■ **Passage provided**:
New child care center under construction in Randolph

A renovation of the former offices of Dubois and King into the Woodlands campus of the Orange County Parent Child Center is underway in Randolph, Vt., on Monday, June 23, 2025. The $4.3 million renovation of the building's first floor by general contractor H.P. Cummings is expected to be complete in December.  (Valley News - James M. Patterson) Copyright Valley News. May not be reprinted or used online without permission. Send requests to permission@vnews.com.

A renovation of the former offices of Dubois and King into the Woodlands campus of the Orange County Parent Child Center is underway in Randolph, Vt., on Monday, June 23, 2025. The $4.3 million renovation of the building's first floor by general contractor H.P. Cummings is expected to be complete in December. (Valley News - James M. Patterson) Copyright Valley News. May not be reprinted or used online without permission. Send requests to permission@vnews.com. Valley News — James M. Patterson

By LIZ SAUCHELLI

Valley News Staff Writer

Published: 06-30-2025 3:21 PM

RANDOLPH — Each time Randolph resident Lindsay Kill takes and picks up her two daughters at the Orange County Parent Child Center in Tunbridge, the process takes at least two hours.

■ **Exercise task 1**: From the article on the new child care center, quote the passage starting with "By LIZ SAUCHELLI" and going on through "least two hours.".

■ **Task inputs**:
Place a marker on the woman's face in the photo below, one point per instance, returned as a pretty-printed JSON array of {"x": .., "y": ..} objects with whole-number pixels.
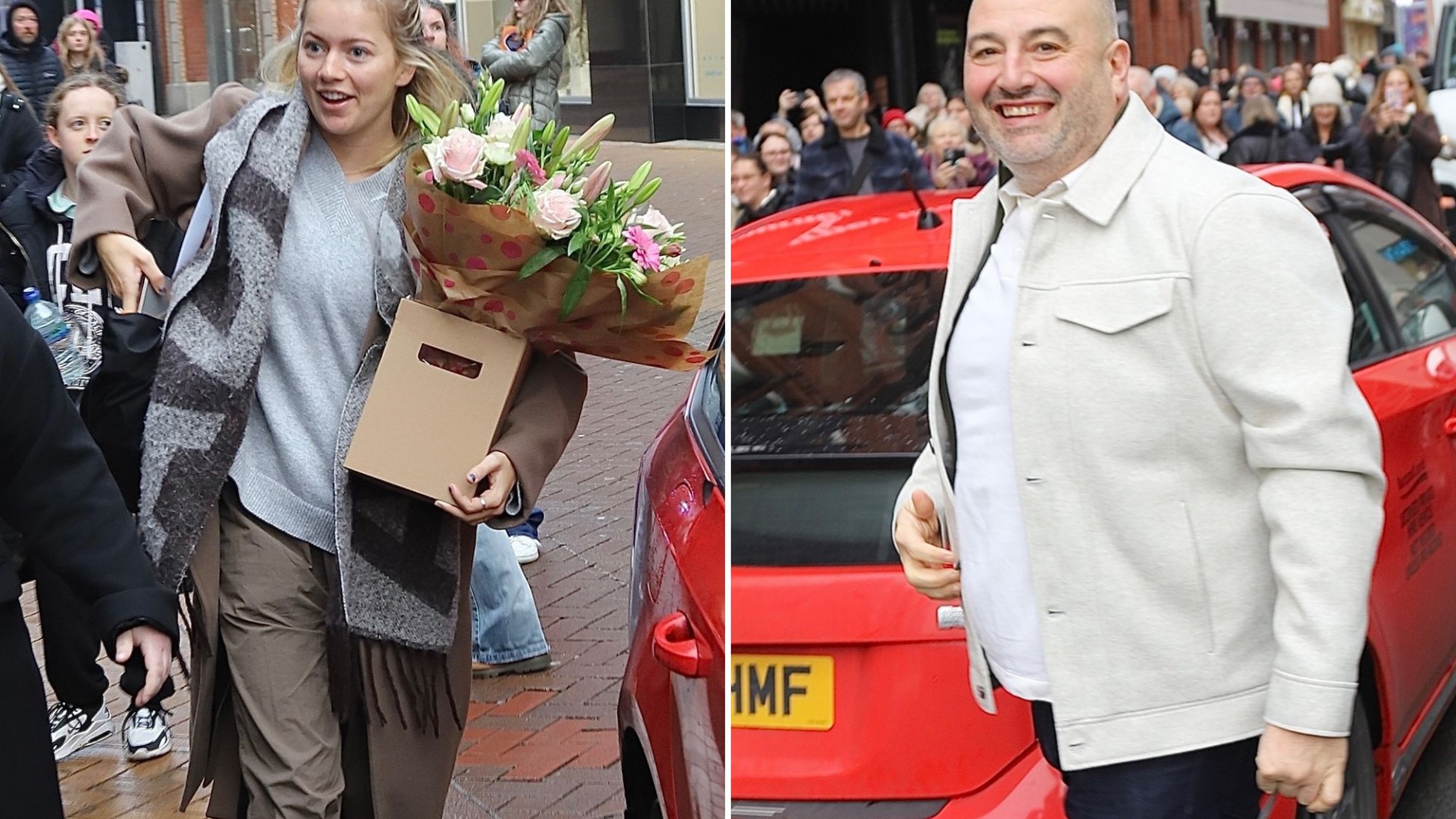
[
  {"x": 1293, "y": 80},
  {"x": 959, "y": 110},
  {"x": 946, "y": 139},
  {"x": 748, "y": 184},
  {"x": 83, "y": 118},
  {"x": 1209, "y": 111},
  {"x": 350, "y": 71},
  {"x": 778, "y": 153},
  {"x": 811, "y": 129},
  {"x": 77, "y": 38},
  {"x": 1400, "y": 82},
  {"x": 435, "y": 28}
]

■ **Exercise task 2**: Rewrite the record above with "woman's face" changed to "child's face", keeping everything else the same and leaving out the picture.

■ **Correct output 1**:
By LIZ SAUCHELLI

Valley News Staff Writer

Published: 06-30-2025 3:21 PM

RANDOLPH — Each time Randolph resident Lindsay Kill takes and picks up her two daughters at the Orange County Parent Child Center in Tunbridge, the process takes at least two hours.

■ **Correct output 2**:
Place a marker on the child's face in the photo below, one point per instance, returned as a pretty-printed JSON array of {"x": .., "y": ..} objects with whole-number pixels.
[
  {"x": 1293, "y": 80},
  {"x": 959, "y": 110},
  {"x": 946, "y": 139},
  {"x": 748, "y": 184},
  {"x": 83, "y": 118},
  {"x": 1209, "y": 111},
  {"x": 350, "y": 71},
  {"x": 778, "y": 153},
  {"x": 811, "y": 129},
  {"x": 77, "y": 38},
  {"x": 1400, "y": 82},
  {"x": 435, "y": 28}
]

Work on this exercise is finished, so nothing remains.